## PROBLEMS TO WORK ON
1. Reproduce the passage on outliers, beginning at the words "Why not just" and stopping after "legitimate high-value orders!", with "total_amount" replaced by "order_total".
2. Write the next part of the passage on outliers, continuing from its last line.

## DOCUMENT TEXT
Why not just remove outliers?
If you remove all "too large" cats:
- You miss a real health crisis (obesity epidemic)
- You miss legitimate breed differences
- You hide important signal
Common Pitfalls
Automatically Removing Outliers
-- WRONG: Automatically deleting outliers
DELETE FROM orders
WHERE total_amount > (
SELECT PERCENTILE_CONT(0.95) WITHIN GROUP (ORDER BY total_amount)
FROM orders
);
-- This destroys legitimate high-value orders!
-- RIGHT: Flag and investigate
SELECT *,
CASE WHEN total_amount > 1000 THEN 'Investigate' ELSE 'Normal' END
FROM orders;
Ignoring Natural Variation
-- Some "outliers" are just your best customers
SELECT
c.name,
SUM(o.total_amount) as lifetime_value,
-- Not an outlier to remove, a VIP to celebrate!
CASE WHEN SUM(o.total_amount) > 10000 THEN 'VIP' ELSE 'Standard' END
FROM customers c
JOIN orders o ON c.id = o.customer_id
GROUP BY c.id, c.name;
Exercises
Exercise 1
Write a query to identify outliers in order amounts using the IQR method.
Exercise 2
What is the difference between an outlier caused by a data error vs a genuine extreme value?

## SUPPLIED RECORDS
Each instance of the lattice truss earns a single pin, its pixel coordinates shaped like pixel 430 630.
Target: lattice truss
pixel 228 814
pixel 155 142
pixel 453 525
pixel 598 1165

## RESPONSES FOR EACH TASK
1.
Why not just remove outliers?
If you remove all "too large" cats:
- You miss a real health crisis (obesity epidemic)
- You miss legitimate breed differences
- You hide important signal
Common Pitfalls
Automatically Removing Outliers
-- WRONG: Automatically deleting outliers
DELETE FROM orders
WHERE order_total > (
SELECT PERCENTILE_CONT(0.95) WITHIN GROUP (ORDER BY order_total)
FROM orders
);
-- This destroys legitimate high-value orders!

2.
Exercise 3
Write a query to find orders that are outliers compared to the customer's average, not global averages.
Exercise 4
Why might you want to include outliers in some analyses but exclude them in others?
Exercise 5
Write a query to flag orders that are outliers for their day of week and time of day.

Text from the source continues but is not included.